Dates for your Diary
Saturday 30th March - Coffee Morning on theme of Mothering Sunday
February 100 Club
No. 99 Peggy Bearcroft £20
No. 24 Mary Coles £10
If you would like to join our 100 club and be in with a chance of winning, it costs just £1 a month. Ask at the museum for further details.
Annual Membership Reminder
If you have not yet renewed your annual membership please do so as we rely on your support to stay open. The fee is just £6 for standard membership and £25 for Vice Presidents and if you are a taxpayer, please come in and sign a Gift Aid declaration so that we can claim another 25p for each pound given at no extra cost to you.
The coffee morning held on 22nd February on the subject of Jones’ Buses was very well attended, in fact Mr Alan Jones gave a very interesting talk to a packed out café! A display of Jones’ Buses photos and artefacts will remain on display until the end of March so do pop in and take a look.
Second Video has been released
The second of the promotional videos made by Ben Jones is now available to view on the museum’s Facebook page. If you do not have access to Facebook but would like to see the videos, please call at the museum where one of our volunteers will be happy to help.
The museum is desperately in need of volunteers to help with the daily running, from helping in the café, to cataloguing donated items, to meeting and greeting visitors. If you could spare a few hours a week to help it would be much appreciated.
Visit to Penybont Home
The Judith and Jen Roadshow has been out at the Penybont Home. This time our theme was The Dance. The dance halls were remembered......The Market Hall and Drill Hall in Abertillery. Some went further to ‘The Stute’ in Llanhilleth and The Memo in Newbridge. There would be a small band and often a singer. One lady remembered you went early to get a seat because dancing was very popular. She remembered she always took a bag packed with her dancing shoes, sandwiches and a packet of biscuits. “It was like going on holiday.”
The ladies remembered getting ready for the dance. First you ‘rollered’ your hair and the rollers had spikes in them. Some remembered backcombing their hair to make it stand up high and then spray it with hairspray until it was stiff. One lady said she couldn’t do this as it made her taller than her husband. He didn’t like that.
Then it was the make up. This consisted of a compact of face powder with a small puff that you took with you in your handbag so you could keep the shine off your face all night. One lady remembered the ‘panstick’‘'panstick’. This was a block of make up you used on your face. Eye makeup was a block of mascara which you spat on and applied with a small brush.
Then there were the ‘underclothes’, such as the bras that didn’t really fit as the cups went into a point and suspender belts and stockings. Stockings had seams which were devils to keep straight but if you didn’t have any stockings you could draw a seam down the back of your leg with a pencil or gravy browning. If you got a ladder you put a blob of clear nail varnish on it to stop it running. Fortunately, tights came in during the Sixties before skirts went really short! You always wore your best dress. Jen had one she had been given from the 50s, a black fancy one with a little bolero. For the men it was a suit, tie and brylcream.

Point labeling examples
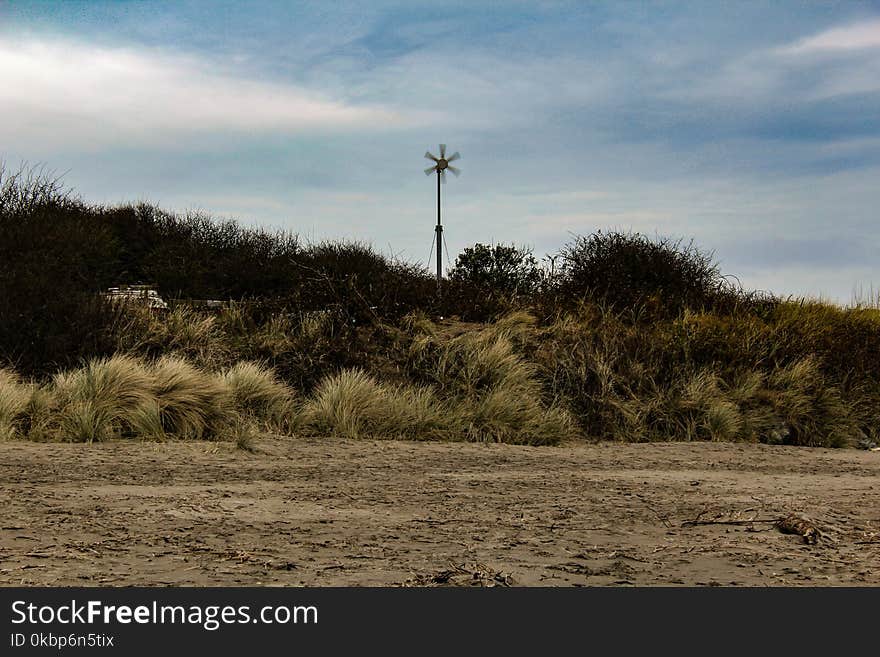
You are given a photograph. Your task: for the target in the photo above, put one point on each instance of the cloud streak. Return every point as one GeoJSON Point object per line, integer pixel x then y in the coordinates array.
{"type": "Point", "coordinates": [64, 93]}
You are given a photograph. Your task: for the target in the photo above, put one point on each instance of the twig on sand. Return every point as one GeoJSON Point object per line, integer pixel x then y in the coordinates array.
{"type": "Point", "coordinates": [662, 518]}
{"type": "Point", "coordinates": [696, 521]}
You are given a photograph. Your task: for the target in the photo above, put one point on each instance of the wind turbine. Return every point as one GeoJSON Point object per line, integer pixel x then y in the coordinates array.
{"type": "Point", "coordinates": [441, 166]}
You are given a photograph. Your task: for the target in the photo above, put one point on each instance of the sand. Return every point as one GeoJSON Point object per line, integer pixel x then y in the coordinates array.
{"type": "Point", "coordinates": [329, 512]}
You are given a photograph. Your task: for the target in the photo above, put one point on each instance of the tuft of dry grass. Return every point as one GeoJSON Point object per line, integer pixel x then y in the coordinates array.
{"type": "Point", "coordinates": [192, 403]}
{"type": "Point", "coordinates": [14, 399]}
{"type": "Point", "coordinates": [354, 404]}
{"type": "Point", "coordinates": [94, 402]}
{"type": "Point", "coordinates": [256, 391]}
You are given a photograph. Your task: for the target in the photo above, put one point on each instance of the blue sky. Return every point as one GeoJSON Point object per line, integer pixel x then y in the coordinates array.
{"type": "Point", "coordinates": [751, 127]}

SET EXERCISE A
Copy out the listing word for word, starting at the line containing "of the wind" and running through the listing's final line, both ends included.
SET EXERCISE B
Continue the museum newsletter from its last sentence.

EXERCISE OUTPUT A
You are given a photograph. Your task: for the target in the photo above, put one point on each instance of the wind turbine. Return every point as one GeoJSON Point object per line, integer pixel x then y in the coordinates array.
{"type": "Point", "coordinates": [441, 166]}
You are given a photograph. Your task: for the target in the photo above, put one point on each instance of the sand. Return every point as one GeoJSON Point object per line, integer pixel x then y in the coordinates array.
{"type": "Point", "coordinates": [329, 512]}
You are given a photograph. Your task: for the target in the photo above, put one point on each instance of the tuft of dry grass. Return every point as one GeoJSON Point object per line, integer pixel x then y in the coordinates array.
{"type": "Point", "coordinates": [192, 403]}
{"type": "Point", "coordinates": [14, 399]}
{"type": "Point", "coordinates": [354, 404]}
{"type": "Point", "coordinates": [94, 402]}
{"type": "Point", "coordinates": [256, 391]}
You are given a photograph. Your task: for the target in the photo above, put one point on each instance of the blue sky. Return every point as one GeoJSON Point object per line, integer pixel x then y in the coordinates array.
{"type": "Point", "coordinates": [751, 127]}

EXERCISE OUTPUT B
The main shopping street of Newport is in a sorry state. The new Friars’ Walk shopping and entertainment complex with its cinema, ten pin bowling and laser Quest is a welcome addition to the town centre as are the many restaurants but the main street is full of empty shop units along with discount and charity stores, while the indoor market at the far end of town has a fraction of the number of stalls it used to offer. How different from my childhood days when Newport was the bustling shopping centre of choice for a day out or to buy that special outfit. The train journey there added to the excitement, despite (for us) the long walk back up Station Hill to Penybont.
Wildings has recently closed its doors – a shop that had been trading in Newport since 1874. And do you remember Owen Owen? That was a department store which took over from an older department store, Reynolds, and which sat on the corner just up from Wildings. Then there was Woolworths although as we had our own ‘Woollies’ in Abertillery that wasn’t anything special at the time. More recently British Home Stores and Marks and Spencer closed their doors in Newport so fingers crossed the new Debenhams store can survive, especially as David Evans and Marks & Spencer in Cwmbran are facing closure.
It’s like the loss of Bon Marche and Pontlottyn in Abertillery all those years ago. Shopping certainly isn’t what it was.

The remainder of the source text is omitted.